Excerpted text

Balanced Polymorphism -
A situation in which it is beneficial for a population to maintain two different alleles creating different phenotypes within the population. It’s also a change of shape. Examples such as Sickle Cell Anemia.
Preadaptation:
A characteristic evolved by an ancestral species or population that serves an adaptive though different function in a descendant species or population.
adaptation:
Any heritable characteristic of an organism that improves its ability to survive and reproduce in its environment. Also used to describe the process of genetic change within a population, as influenced by natural selection.
Microevolution:
evolution within a species or population. An increase in a particular gene’s frequency in a population due to natural selection is an example of microevolution.
Macroevolution:
can be defined simply as evolution above the species level, and its subject matter includes the origins and fates of major novelties such as tetrapod limbs and insect wings, the waxing and waning of multi-species lineages over long time-scales, and the impact of continental drift and other physical processes on the evolutionary process.

Required work
Carry on the glossary of evolution terms past its last entry, "Macroevolution", adding further terms and definitions in the same format.

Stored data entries

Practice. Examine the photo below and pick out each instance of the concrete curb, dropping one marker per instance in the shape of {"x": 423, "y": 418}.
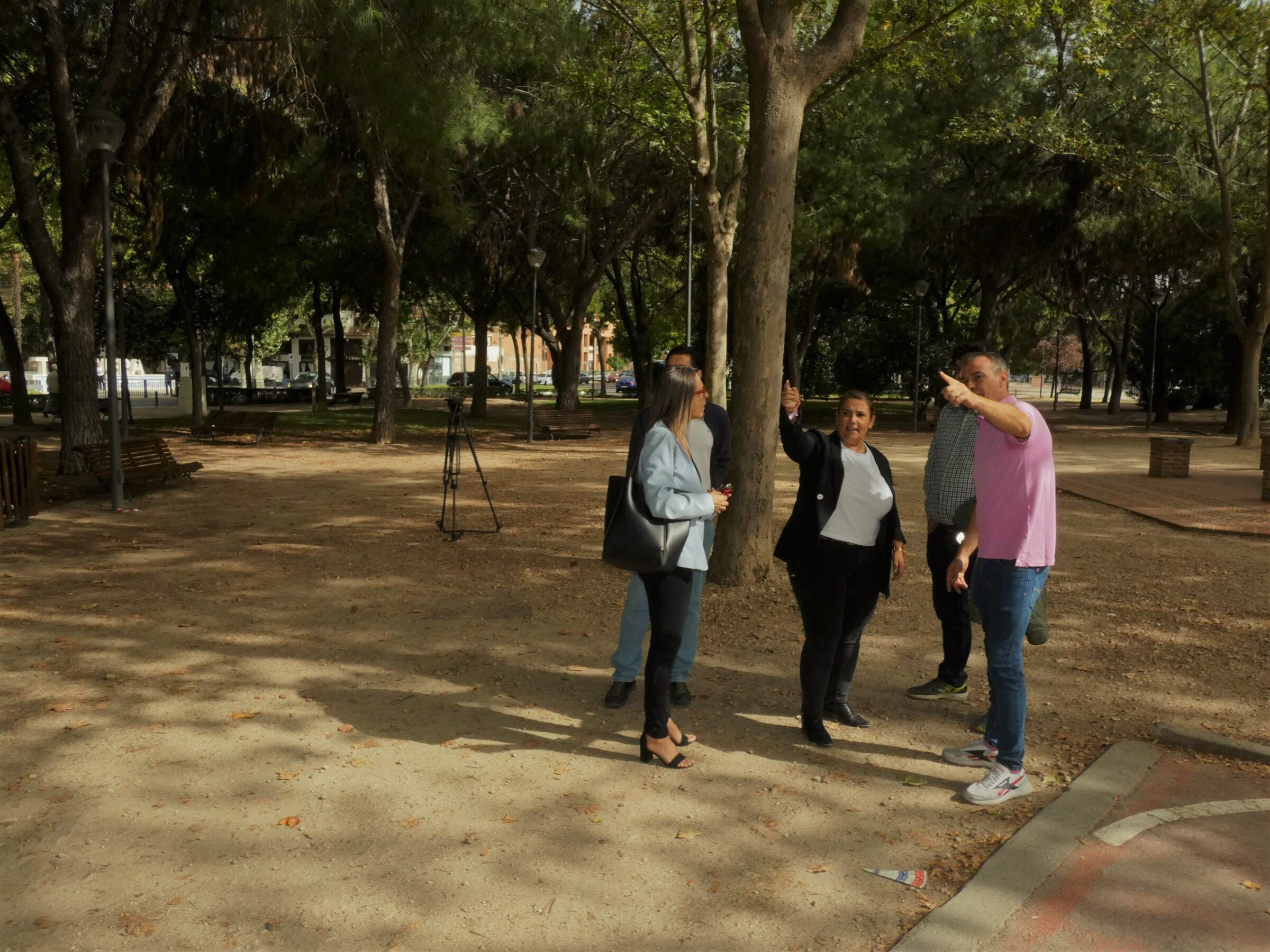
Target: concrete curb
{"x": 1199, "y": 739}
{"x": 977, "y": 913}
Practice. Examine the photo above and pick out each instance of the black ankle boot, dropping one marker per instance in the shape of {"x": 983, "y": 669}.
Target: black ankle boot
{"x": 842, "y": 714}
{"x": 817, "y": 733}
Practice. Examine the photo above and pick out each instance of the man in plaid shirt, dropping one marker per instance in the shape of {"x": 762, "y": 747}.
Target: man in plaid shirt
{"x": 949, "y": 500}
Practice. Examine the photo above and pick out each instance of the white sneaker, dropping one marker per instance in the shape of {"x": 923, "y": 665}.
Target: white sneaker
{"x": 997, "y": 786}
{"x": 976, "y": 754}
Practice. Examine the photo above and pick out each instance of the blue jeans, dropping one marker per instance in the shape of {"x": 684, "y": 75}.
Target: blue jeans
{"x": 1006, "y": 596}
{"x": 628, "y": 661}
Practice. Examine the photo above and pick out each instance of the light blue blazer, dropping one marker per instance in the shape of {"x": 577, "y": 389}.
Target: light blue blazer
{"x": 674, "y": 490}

Task answer
adaptive radiation:
The diversification, over evolutionary time, of a species or group of species into several different species or subspecies that are typically adapted to different ecological niches (The ecological role of a species; the set of resources it consumes and habitats it occupies.) (for example, Darwin's finches). The term can also be applied to larger groups of organisms, as in "the adaptive radiation of mammals."
Quantitative Variation:
Measured in degrees
Discrete Variation:
Control by 1 gene.
Index fossils:
(or zone fossils) are fossils used to define and identify geologic periods (or faunal stages). They work on the premise that, although different sediments may look different depending on the conditions under which they were laid down, they may include the remains of the same species of fossil. If the species concerned were short-lived (in geological terms, lasting a few hundred thousand years), then it is certain that the sediments in question were deposited within that narrow time period.